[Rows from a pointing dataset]
———
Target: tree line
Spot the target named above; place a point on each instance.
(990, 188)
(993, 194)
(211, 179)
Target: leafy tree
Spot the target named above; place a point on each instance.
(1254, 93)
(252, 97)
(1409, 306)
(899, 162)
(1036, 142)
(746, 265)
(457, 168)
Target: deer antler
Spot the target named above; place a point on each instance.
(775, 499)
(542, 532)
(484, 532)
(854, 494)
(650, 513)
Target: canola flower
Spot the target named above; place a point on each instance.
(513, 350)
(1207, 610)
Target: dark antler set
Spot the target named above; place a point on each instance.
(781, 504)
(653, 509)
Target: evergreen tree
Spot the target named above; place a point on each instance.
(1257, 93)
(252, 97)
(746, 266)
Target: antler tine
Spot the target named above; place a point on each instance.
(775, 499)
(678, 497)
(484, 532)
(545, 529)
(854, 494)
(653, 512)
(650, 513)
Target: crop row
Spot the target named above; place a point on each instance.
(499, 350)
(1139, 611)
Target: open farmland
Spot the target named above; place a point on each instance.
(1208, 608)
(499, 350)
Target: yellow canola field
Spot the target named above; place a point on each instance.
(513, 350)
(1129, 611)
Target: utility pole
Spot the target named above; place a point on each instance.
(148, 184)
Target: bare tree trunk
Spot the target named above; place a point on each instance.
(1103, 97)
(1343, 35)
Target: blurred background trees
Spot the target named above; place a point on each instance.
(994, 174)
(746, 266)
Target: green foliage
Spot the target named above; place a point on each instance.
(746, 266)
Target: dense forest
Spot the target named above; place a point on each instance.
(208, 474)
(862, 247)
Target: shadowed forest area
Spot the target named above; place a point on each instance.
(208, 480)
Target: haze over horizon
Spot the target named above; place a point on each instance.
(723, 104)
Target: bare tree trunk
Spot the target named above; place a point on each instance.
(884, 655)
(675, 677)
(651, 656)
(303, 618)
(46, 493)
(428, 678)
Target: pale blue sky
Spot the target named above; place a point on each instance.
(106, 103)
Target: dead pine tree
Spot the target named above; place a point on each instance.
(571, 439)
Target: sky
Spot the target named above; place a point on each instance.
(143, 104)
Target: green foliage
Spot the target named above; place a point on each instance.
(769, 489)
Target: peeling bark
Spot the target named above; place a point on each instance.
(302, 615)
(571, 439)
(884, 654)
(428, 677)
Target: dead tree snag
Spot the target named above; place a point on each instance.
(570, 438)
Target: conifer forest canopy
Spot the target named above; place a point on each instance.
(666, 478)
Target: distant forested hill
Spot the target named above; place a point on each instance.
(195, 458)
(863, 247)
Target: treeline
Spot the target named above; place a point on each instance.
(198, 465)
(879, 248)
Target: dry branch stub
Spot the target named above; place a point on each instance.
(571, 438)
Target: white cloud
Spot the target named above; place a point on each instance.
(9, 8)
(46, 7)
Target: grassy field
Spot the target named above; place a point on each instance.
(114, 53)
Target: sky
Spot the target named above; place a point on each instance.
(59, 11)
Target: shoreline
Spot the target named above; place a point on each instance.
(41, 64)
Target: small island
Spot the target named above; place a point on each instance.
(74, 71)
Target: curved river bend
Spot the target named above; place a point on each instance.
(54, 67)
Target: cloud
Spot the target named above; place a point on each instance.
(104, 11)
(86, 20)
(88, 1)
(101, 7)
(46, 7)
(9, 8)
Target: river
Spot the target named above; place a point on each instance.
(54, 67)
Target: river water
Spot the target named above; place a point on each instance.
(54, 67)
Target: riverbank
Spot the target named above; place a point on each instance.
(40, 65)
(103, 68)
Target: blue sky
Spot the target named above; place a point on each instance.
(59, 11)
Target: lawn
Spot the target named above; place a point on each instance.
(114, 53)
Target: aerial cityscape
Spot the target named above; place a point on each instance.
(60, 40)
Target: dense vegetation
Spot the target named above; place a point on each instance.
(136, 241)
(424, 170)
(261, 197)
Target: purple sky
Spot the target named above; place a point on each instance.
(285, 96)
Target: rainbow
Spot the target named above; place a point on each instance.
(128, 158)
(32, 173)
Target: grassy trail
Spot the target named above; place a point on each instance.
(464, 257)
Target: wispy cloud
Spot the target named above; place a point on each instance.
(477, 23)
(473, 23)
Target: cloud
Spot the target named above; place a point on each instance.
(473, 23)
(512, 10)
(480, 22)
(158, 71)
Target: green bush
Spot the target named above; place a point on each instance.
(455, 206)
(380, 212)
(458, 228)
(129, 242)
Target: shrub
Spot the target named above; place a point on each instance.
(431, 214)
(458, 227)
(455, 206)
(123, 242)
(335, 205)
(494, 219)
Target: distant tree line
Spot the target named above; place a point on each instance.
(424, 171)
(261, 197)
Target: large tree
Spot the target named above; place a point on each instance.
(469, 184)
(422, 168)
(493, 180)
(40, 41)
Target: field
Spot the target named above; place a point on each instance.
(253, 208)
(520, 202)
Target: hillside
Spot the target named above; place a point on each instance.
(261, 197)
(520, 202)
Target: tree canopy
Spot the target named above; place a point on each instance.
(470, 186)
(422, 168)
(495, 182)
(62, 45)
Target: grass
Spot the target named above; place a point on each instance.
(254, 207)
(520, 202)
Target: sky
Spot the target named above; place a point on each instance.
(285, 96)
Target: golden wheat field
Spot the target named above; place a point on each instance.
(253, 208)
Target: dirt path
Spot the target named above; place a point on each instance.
———
BRIEF
Transcribe all entries exactly as they are given.

TASK OUTPUT
Target: tree line
Spot the target named above; place a point on each instance.
(990, 188)
(993, 194)
(211, 179)
Target: leafy tree
Spot the target named above; place a point on each instance.
(1254, 93)
(252, 97)
(1409, 306)
(899, 162)
(1036, 142)
(746, 265)
(457, 168)
Target: deer antler
Spot the target named above; place a point on each instance.
(775, 499)
(542, 532)
(484, 532)
(854, 494)
(650, 513)
Target: canola flower
Spot the target named above; place a point on each instance.
(513, 350)
(1207, 610)
Target: dark antler set
Spot the target named above; place a point on each instance.
(781, 504)
(653, 509)
Target: evergreen tree
Spot the target named above; place a point on each instance.
(1257, 93)
(252, 97)
(746, 266)
Target: antler tine
Spot the target named above; place a point on each instance.
(775, 499)
(678, 497)
(484, 532)
(545, 529)
(854, 494)
(653, 512)
(650, 513)
Target: crop row
Spot the target named above; place a point on each instance.
(499, 350)
(1139, 611)
Target: open farmland
Spot the target named above; place a point on each instance.
(1208, 608)
(499, 350)
Target: yellow canola field
Spot the target named above; place a point on each instance.
(513, 350)
(1129, 611)
Target: utility pole
Spot the target named above; place a point on each instance.
(148, 184)
Target: bare tree trunk
Spot the target named above; place a point on each instance.
(1103, 97)
(1343, 35)
Target: blurred background trees
Spot the target named above; place a point on each instance.
(994, 174)
(746, 266)
Target: green foliage
Spot the target named above; place a point on each instance.
(746, 266)
Target: dense forest
Spot the target named above; place a point on each instance.
(208, 474)
(862, 247)
Target: shadowed forest area
Spot the target named above; place a point on each instance.
(208, 480)
Target: haze over horizon
Spot the target named above; place a point on each instance.
(723, 104)
Target: bare tree trunk
Spot the target named above; place a point on each instance.
(884, 655)
(675, 677)
(651, 656)
(303, 618)
(46, 493)
(428, 678)
Target: pale blue sky
Spot the target named above; place a point on each instance.
(106, 103)
Target: dead pine tree
Spot the target named above; place a point on each instance.
(571, 439)
Target: sky
Spot the target named above; place a point on each instance.
(143, 104)
Target: green foliage
Spot the target named above; place a point on each instance.
(769, 489)
Target: peeling bark
Spot the target named above; place a point on each instance.
(302, 615)
(571, 439)
(884, 654)
(428, 677)
Target: dead tree snag
Spot the target named above; place a point on each instance.
(570, 438)
Target: conifer forest canopy
Spot the target named above; place a point on each instance.
(666, 478)
Target: distant forested hill
Spot the target named above; place a point on each instance.
(195, 458)
(863, 247)
Target: treeline
Spot the target named above; place a point on each instance.
(198, 465)
(879, 248)
Target: dry branch stub
Spot the target named above; place a point on each instance.
(571, 438)
Target: white cloud
Spot the target named above; place a point on each instance.
(9, 8)
(46, 7)
Target: grassy field
Spot the target named above; place a point on each instance.
(114, 53)
Target: sky
Spot the target named above; place a point on each instance.
(59, 11)
Target: shoreline
Spot the target named above; place a point on each instance.
(41, 64)
Target: small island
Spot the target named above; place a point on each instance.
(74, 71)
Target: curved river bend
Spot the target named above; place a point on each instance.
(54, 67)
Target: cloud
Spot the target named above; place a point on each instance.
(104, 11)
(86, 20)
(88, 1)
(101, 7)
(46, 7)
(9, 8)
Target: river
Spot the target named above; place a point on each instance.
(54, 67)
Target: river water
Spot the target named above; place a point on each instance.
(54, 67)
Target: riverbank
Spot the target named above; place a point on each instance.
(40, 65)
(103, 68)
Target: blue sky
Spot the target named above; place a point on each instance.
(59, 11)
Target: lawn
Spot the target named above; place a point on each instance.
(114, 53)
Target: aerial cityscape
Spot the target named above; place a point on each instance.
(60, 40)
Target: dense vegetation
Spot the target named above; place a point on each instance.
(136, 241)
(424, 170)
(261, 197)
Target: purple sky
Spot the target named above; place a point on each instance.
(285, 96)
Target: rainbow
Spot the target named above; place a point on each instance.
(128, 158)
(32, 173)
Target: grassy trail
Spot the target named above; place a point on each instance.
(464, 257)
Target: wispy cloud
Spot the target named above; place a point on each instance.
(477, 23)
(473, 23)
Target: cloud
Spot the target named above; place a point on each instance.
(473, 23)
(512, 10)
(480, 22)
(158, 71)
Target: green bush
Spot the target named above; place a point on each instance.
(455, 206)
(380, 212)
(458, 228)
(129, 242)
Target: shrub
Spot the target named above; place a point on each instance.
(431, 214)
(458, 227)
(455, 206)
(123, 242)
(335, 205)
(494, 219)
Target: distant tree line
Spot the target named above; place a point on each instance.
(424, 171)
(261, 197)
Target: large tree
Spot the target named above; place a point on each instance.
(469, 184)
(422, 168)
(493, 180)
(40, 41)
Target: field
Spot the target named above; place a point on each instance.
(253, 208)
(520, 202)
Target: hillside
Spot the target named above; place a point on each instance.
(261, 197)
(520, 202)
Target: tree canopy
Spot the target named above; place a point on each instance.
(470, 186)
(422, 168)
(495, 182)
(62, 45)
Target: grass
Spot the target named above; place a point on each instance.
(254, 207)
(520, 202)
Target: sky
Spot the target named above; place a point on each instance.
(285, 96)
Target: golden wheat field
Spot the target named above; place a point on each instance.
(253, 208)
Target: dirt path
Spot the target named above; place a point on each instance.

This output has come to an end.